**DOCUMENT EXTRACT:**
Do AI-generated proofs meet formal verification standards for software?

Formal verification demands proofs that are machine-checkable, reproducible, and sound, and AI-generated proofs rarely meet those standards without integration into established proof-checking tooling. Formal projects such as CompCert led by Xavier Leroy INRIA and the seL4 microkernel verification led by Gerwin Klein Data61 and University of New South Wales deliver end-to-end guarantees by producing proof artifacts that are checked by proof assistants and by independent reviewers. These efforts show the level of rigor required for software that must meet high-assurance criteria.

What formal verification requires

A proof assistant like Coq developed at INRIA or Isabelle with contributions from Lawrence C. Paulson University of Cambridge enforces a small trusted kernel that checks every inference. The critical property is soundness of the proof checker so that an accepted proof corresponds to a mathematical guarantee about the code. Projects such as CompCert by Xavier Leroy INRIA and verified kernels by Gerwin Klein Data61 and University of New South Wales demonstrate that machine-checked proofs must connect specifications through formal semantics to executable artifacts to satisfy certification regimes used in aerospace, medical devices, and critical infrastructure.

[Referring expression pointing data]

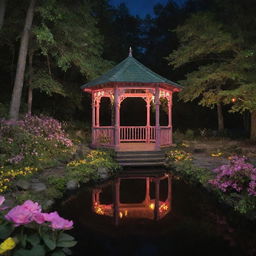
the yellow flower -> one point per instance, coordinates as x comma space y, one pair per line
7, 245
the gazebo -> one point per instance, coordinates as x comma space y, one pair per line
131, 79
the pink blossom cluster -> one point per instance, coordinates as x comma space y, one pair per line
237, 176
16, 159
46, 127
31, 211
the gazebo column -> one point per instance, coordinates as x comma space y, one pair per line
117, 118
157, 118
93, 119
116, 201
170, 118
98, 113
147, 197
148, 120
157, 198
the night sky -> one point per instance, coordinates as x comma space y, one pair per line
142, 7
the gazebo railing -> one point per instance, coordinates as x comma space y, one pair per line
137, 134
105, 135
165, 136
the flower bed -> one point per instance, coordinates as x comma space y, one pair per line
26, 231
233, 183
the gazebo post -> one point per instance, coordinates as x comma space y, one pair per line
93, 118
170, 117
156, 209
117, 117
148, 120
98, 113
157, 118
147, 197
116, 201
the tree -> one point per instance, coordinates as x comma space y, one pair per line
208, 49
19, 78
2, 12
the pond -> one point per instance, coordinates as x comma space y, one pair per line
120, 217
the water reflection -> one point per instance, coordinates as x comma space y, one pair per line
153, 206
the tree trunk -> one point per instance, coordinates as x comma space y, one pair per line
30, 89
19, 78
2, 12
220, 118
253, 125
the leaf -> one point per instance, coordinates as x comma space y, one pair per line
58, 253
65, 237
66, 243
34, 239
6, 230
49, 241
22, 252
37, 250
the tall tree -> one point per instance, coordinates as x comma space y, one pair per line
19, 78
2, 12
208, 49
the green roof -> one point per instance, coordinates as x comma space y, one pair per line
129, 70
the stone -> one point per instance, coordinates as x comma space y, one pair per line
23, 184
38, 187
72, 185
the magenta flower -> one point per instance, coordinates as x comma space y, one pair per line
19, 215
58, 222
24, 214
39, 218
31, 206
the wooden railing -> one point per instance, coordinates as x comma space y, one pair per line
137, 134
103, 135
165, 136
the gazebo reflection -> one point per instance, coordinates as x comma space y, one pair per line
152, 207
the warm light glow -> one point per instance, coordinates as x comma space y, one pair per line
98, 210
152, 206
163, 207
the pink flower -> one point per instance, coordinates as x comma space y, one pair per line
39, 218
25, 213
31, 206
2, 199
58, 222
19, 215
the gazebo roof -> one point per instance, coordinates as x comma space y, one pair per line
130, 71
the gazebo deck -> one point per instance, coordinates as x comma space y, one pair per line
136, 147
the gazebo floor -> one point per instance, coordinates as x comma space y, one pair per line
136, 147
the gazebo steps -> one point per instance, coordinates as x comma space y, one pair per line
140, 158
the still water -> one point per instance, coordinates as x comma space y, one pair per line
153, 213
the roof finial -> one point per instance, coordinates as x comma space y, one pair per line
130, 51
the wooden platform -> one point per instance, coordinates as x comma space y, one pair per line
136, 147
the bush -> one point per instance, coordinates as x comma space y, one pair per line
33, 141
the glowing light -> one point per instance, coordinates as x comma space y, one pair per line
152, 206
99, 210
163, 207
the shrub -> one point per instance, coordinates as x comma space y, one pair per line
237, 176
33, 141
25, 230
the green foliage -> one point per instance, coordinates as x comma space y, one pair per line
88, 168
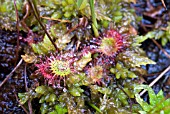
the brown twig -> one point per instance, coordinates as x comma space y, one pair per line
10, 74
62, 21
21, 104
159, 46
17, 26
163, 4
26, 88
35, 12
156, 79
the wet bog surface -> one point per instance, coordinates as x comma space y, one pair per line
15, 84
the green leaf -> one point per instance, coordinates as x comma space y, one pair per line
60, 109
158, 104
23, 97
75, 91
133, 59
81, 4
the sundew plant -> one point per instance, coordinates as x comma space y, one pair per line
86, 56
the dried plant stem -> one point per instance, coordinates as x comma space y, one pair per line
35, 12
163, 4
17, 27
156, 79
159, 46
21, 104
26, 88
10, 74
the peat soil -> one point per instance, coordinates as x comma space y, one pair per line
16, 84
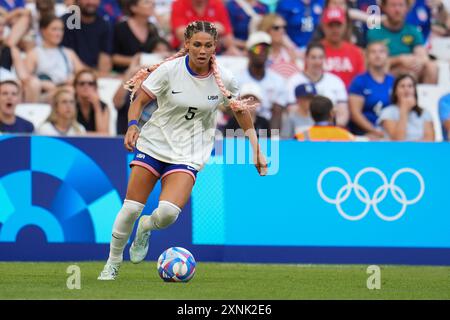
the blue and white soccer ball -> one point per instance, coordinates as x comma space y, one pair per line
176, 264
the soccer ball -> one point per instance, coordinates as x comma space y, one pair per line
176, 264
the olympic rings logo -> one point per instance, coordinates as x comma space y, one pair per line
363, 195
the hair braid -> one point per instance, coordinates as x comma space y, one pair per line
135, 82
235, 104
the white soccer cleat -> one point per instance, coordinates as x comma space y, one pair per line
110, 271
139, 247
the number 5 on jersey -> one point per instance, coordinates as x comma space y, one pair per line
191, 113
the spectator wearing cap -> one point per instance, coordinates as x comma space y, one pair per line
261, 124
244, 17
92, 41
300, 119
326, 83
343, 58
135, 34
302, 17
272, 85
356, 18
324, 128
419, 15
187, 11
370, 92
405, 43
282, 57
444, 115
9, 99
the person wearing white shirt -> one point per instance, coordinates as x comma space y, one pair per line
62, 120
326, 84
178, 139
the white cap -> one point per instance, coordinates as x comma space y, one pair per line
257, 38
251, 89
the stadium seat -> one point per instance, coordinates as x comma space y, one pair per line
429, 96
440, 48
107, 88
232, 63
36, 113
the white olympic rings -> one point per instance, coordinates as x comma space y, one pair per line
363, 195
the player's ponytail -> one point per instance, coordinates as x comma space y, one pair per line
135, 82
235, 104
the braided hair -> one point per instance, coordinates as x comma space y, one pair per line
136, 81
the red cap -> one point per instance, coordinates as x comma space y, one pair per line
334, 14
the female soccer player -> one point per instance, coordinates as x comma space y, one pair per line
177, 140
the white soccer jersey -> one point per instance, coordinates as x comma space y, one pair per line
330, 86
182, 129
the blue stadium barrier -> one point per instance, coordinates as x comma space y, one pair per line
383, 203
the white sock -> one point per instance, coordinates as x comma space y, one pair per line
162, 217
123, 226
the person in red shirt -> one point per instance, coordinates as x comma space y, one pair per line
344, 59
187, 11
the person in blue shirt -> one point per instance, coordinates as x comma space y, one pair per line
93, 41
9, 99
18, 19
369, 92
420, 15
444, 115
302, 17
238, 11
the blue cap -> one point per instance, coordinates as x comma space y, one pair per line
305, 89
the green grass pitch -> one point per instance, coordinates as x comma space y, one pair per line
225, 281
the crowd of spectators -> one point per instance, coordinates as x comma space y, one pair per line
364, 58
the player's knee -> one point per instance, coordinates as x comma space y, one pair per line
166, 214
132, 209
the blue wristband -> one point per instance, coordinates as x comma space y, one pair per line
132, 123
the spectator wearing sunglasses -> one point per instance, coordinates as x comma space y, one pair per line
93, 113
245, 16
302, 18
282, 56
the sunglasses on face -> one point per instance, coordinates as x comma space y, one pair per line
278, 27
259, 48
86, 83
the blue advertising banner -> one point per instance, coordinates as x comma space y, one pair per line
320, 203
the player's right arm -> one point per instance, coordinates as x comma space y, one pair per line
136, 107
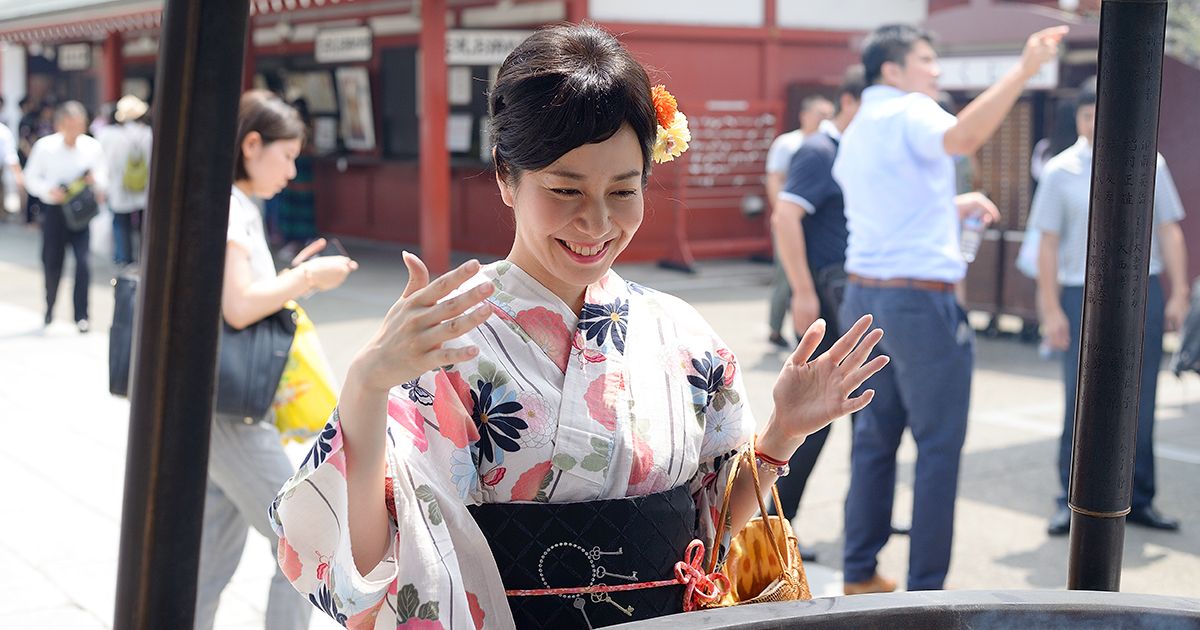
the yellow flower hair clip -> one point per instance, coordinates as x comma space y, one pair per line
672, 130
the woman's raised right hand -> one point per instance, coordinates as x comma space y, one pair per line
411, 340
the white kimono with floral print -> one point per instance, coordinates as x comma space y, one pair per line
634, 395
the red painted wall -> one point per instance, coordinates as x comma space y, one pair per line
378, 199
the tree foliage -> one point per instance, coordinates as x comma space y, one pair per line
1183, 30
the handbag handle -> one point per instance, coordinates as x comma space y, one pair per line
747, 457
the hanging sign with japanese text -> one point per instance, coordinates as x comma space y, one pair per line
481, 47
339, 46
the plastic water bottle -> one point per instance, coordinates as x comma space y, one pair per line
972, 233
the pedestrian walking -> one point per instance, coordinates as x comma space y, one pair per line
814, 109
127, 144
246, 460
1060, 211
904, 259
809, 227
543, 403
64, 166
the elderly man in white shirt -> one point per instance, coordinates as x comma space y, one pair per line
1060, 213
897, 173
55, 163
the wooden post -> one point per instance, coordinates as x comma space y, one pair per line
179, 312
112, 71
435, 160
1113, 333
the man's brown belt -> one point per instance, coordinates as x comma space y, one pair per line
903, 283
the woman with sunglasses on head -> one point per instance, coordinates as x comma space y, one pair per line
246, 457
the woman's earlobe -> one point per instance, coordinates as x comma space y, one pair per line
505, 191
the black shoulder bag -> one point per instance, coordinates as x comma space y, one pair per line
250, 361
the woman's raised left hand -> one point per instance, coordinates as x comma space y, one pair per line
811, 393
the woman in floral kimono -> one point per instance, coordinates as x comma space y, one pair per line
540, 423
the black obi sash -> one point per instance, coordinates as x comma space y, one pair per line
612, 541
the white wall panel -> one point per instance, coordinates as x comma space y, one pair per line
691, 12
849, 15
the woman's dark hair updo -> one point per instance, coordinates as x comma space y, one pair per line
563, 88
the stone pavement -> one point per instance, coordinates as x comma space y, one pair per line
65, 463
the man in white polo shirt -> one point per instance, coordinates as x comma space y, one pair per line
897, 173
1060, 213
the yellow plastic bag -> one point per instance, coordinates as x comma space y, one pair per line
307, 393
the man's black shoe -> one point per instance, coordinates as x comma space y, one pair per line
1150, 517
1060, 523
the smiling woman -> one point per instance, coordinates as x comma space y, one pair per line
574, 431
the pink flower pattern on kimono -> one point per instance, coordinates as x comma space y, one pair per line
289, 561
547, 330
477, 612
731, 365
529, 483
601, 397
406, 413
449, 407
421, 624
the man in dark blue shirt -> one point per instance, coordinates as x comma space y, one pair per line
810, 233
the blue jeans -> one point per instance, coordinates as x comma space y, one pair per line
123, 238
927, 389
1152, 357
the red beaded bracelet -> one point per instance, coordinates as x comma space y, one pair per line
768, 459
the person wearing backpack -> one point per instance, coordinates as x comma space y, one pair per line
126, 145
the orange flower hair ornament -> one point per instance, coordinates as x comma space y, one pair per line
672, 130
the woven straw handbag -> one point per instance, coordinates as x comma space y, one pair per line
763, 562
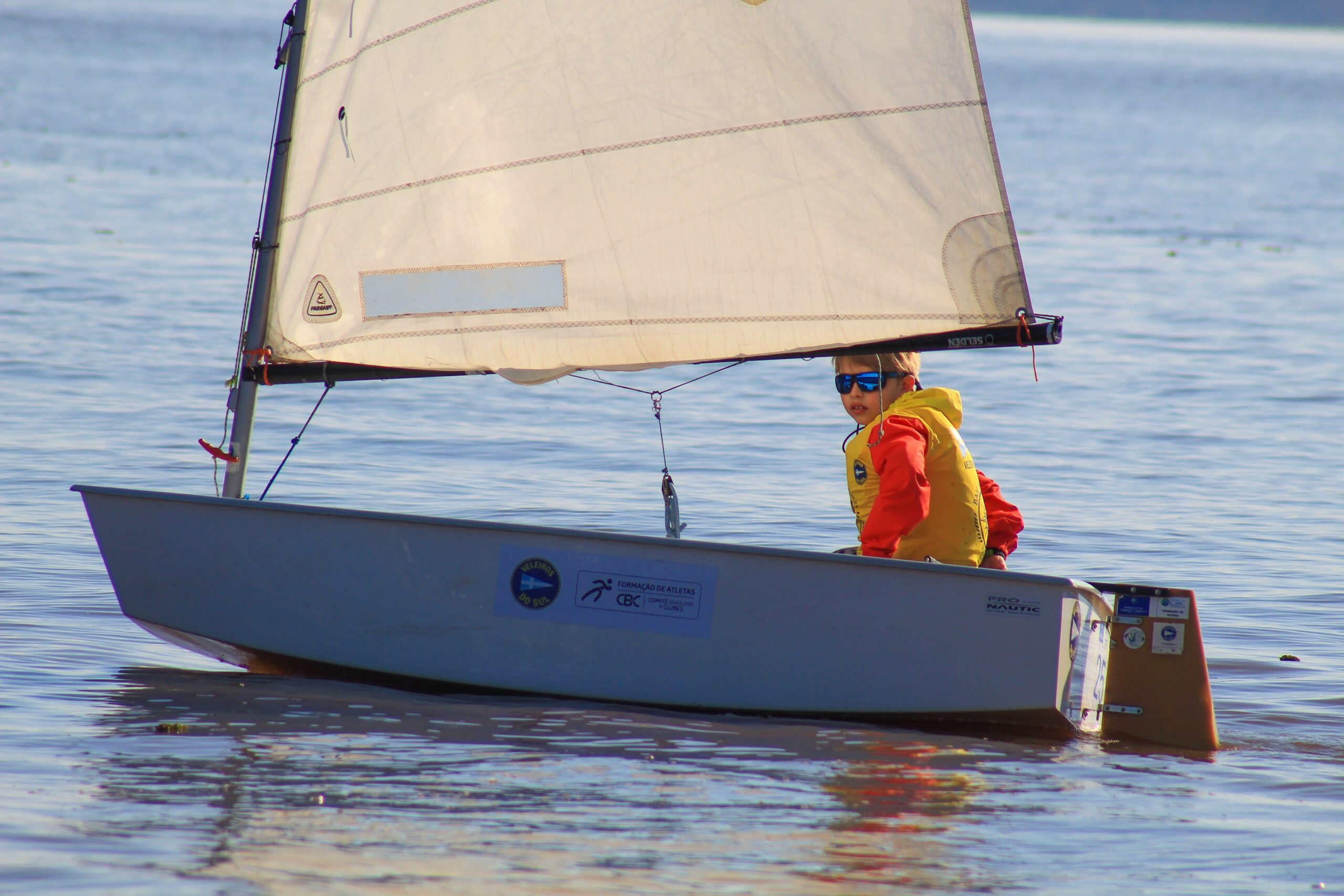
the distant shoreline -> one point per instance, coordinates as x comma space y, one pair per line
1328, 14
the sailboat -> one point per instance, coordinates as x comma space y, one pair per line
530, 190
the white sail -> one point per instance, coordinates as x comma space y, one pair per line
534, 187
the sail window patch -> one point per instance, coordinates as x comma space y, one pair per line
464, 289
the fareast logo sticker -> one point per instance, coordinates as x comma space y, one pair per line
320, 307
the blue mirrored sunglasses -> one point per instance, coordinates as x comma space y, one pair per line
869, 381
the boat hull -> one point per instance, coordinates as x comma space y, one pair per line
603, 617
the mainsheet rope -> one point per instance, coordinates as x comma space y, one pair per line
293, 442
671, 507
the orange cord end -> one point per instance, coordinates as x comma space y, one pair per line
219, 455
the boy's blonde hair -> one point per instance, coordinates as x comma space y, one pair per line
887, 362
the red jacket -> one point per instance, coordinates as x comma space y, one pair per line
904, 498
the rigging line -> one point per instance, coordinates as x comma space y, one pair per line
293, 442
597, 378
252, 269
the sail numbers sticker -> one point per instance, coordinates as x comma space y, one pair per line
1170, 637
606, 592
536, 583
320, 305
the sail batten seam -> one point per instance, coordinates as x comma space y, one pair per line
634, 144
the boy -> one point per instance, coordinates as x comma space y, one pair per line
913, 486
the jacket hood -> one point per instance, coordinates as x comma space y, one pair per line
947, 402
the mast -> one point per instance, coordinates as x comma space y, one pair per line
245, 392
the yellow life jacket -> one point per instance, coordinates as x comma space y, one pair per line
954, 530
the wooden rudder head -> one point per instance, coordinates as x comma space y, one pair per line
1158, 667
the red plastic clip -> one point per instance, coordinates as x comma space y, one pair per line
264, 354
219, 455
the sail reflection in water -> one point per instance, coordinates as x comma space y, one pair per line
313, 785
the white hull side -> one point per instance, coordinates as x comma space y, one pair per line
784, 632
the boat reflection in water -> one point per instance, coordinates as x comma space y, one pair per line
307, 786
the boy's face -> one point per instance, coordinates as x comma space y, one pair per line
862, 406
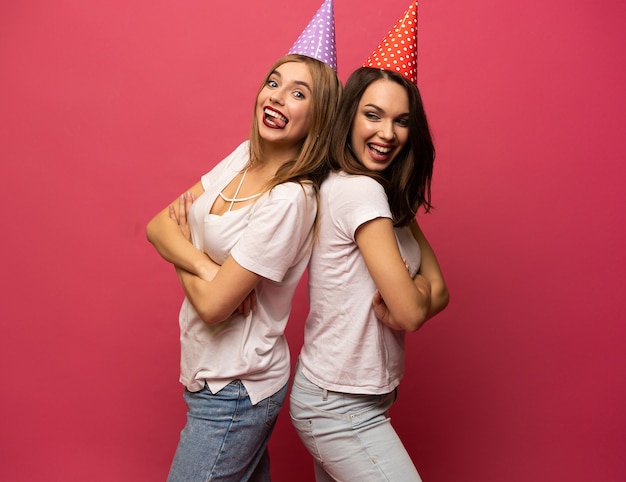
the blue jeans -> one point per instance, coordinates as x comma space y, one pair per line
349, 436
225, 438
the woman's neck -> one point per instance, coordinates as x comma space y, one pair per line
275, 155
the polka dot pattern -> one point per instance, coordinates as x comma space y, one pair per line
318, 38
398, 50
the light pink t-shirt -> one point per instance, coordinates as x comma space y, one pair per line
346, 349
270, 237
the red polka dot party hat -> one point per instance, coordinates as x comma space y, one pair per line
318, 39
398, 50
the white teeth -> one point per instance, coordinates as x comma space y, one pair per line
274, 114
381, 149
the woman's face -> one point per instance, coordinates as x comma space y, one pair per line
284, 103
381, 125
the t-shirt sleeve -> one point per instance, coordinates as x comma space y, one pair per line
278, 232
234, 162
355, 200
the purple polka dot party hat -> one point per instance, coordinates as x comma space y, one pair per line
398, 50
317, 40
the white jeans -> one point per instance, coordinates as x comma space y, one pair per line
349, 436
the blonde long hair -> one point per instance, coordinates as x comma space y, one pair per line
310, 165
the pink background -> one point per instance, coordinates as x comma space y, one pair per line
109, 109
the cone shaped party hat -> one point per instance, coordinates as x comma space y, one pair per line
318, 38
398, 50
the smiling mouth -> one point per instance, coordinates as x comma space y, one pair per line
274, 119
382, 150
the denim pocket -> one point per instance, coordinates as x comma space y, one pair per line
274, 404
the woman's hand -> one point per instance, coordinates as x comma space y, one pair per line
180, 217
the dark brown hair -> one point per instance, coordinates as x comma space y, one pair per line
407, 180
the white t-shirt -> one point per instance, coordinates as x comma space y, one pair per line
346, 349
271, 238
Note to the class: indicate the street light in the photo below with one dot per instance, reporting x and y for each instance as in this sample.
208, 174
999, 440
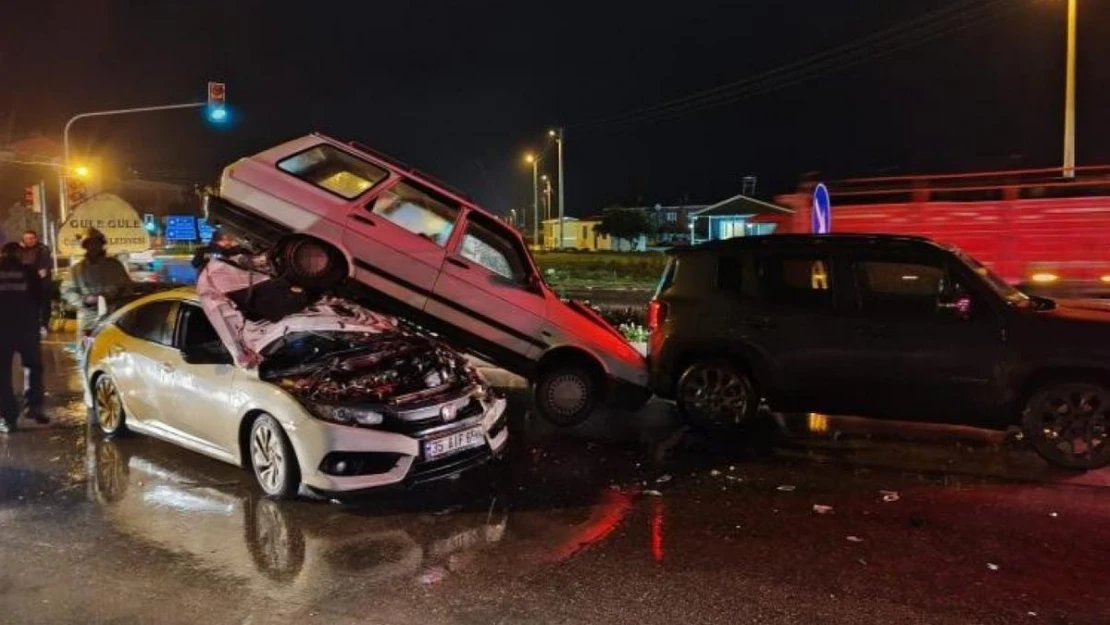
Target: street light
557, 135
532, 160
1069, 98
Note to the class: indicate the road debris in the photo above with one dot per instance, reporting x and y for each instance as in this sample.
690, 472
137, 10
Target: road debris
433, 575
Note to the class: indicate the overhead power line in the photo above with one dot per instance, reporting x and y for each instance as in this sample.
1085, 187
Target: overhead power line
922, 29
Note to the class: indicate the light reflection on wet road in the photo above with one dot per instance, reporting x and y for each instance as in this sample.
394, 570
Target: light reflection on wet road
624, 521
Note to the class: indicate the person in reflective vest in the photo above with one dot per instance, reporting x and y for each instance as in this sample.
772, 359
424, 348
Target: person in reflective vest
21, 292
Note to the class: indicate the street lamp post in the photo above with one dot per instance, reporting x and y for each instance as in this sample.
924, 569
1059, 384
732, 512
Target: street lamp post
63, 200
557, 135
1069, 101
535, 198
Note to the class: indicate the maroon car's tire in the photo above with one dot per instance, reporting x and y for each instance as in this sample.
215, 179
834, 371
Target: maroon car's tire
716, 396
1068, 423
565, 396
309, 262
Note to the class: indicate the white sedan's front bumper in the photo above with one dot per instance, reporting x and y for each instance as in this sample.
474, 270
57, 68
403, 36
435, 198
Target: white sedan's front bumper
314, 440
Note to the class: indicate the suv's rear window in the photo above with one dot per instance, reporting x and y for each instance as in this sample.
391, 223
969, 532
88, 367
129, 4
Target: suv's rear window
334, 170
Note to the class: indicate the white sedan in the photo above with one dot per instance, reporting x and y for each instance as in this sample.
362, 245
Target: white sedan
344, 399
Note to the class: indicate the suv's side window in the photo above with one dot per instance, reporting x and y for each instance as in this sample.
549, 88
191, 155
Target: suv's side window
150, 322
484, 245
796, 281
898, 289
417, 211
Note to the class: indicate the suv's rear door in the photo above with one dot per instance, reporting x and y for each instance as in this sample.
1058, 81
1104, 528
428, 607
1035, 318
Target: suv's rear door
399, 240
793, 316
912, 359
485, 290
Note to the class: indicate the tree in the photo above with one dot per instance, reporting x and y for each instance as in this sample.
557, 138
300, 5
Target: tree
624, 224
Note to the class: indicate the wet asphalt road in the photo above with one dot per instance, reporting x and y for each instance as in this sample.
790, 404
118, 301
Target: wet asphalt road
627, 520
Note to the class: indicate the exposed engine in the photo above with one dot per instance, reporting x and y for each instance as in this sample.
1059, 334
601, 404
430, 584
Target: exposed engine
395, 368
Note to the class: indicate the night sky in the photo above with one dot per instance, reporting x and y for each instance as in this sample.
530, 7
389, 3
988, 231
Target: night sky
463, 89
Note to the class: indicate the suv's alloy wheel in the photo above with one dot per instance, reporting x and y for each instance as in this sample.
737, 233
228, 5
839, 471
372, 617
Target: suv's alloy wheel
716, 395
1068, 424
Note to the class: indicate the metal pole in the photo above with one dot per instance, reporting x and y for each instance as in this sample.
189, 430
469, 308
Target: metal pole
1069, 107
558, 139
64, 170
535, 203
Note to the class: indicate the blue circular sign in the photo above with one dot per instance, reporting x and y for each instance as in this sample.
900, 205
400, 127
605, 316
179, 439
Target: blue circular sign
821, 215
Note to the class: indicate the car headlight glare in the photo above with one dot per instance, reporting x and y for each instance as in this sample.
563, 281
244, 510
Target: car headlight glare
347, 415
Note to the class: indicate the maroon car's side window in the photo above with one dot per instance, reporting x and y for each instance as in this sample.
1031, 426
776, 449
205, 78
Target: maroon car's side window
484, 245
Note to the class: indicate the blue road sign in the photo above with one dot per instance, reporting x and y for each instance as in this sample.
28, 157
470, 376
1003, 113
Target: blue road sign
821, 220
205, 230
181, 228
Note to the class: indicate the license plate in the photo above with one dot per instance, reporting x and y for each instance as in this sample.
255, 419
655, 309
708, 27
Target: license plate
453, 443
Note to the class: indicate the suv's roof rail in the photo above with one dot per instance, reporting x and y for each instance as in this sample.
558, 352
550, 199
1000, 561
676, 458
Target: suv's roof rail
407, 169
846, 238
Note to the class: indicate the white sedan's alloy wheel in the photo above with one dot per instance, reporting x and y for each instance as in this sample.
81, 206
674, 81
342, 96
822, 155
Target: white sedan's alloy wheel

**WORK INSTRUCTION 1:** Do the following statements agree with the text on AI-generated proofs and formal verification? (a) Coq was developed at INRIA. (b) The seL4 microkernel verification was led by Xavier Leroy. (c) AI-generated proofs usually meet formal verification standards on their own. Answer yes or no for each and quote the deciding words.
**WORK INSTRUCTION 2:** According to the text on AI-generated proofs and formal verification, why is the soundness of the proof checker the critical property?
**WORK INSTRUCTION 3:** Proceed with the text on AI-generated proofs and formal verification, starting after its last sentence.
These rows were taken from a separate source.

**OUTPUT 1:**
(a) Yes: "A proof assistant like Coq developed at INRIA"
(b) No: "the seL4 microkernel verification led by Gerwin Klein Data61 and University of New South Wales"
(c) No: "AI-generated proofs rarely meet those standards without integration into established proof-checking tooling"

**OUTPUT 2:** The soundness of the proof checker matters because it ensures that an accepted proof corresponds to a mathematical guarantee about the code.

**OUTPUT 3:**
Role of AI and its limitations

Large language models can generate plausible proofs, suggest lemmas, and produce tactic scripts that are useful starting points for formal development. However, model outputs often lack the explicit, low-level proof objects required by proof assistants and can hallucinate steps that are not checkable. This gap means that raw AI-generated proofs do not by themselves meet formal verification standards unless their outputs are consumed and validated by a proof assistant such as Coq or Lean and the resulting proof terms are fully checked by the system.

The consequences affect safety and trust. Relying on unverifiable AI proofs in safety-critical domains risks undetected errors with human and territorial impacts in regulated industries where certification bodies demand auditable evidence. Cultural adoption in engineering teams will depend on workflows that combine human expertise, toolchain trust, and reproducible artifacts. Research by practitioners and institutions shows the most credible path is tool-assisted automation where AI accelerates proof development but proof assistants remain the ultimate arbiter of correctness.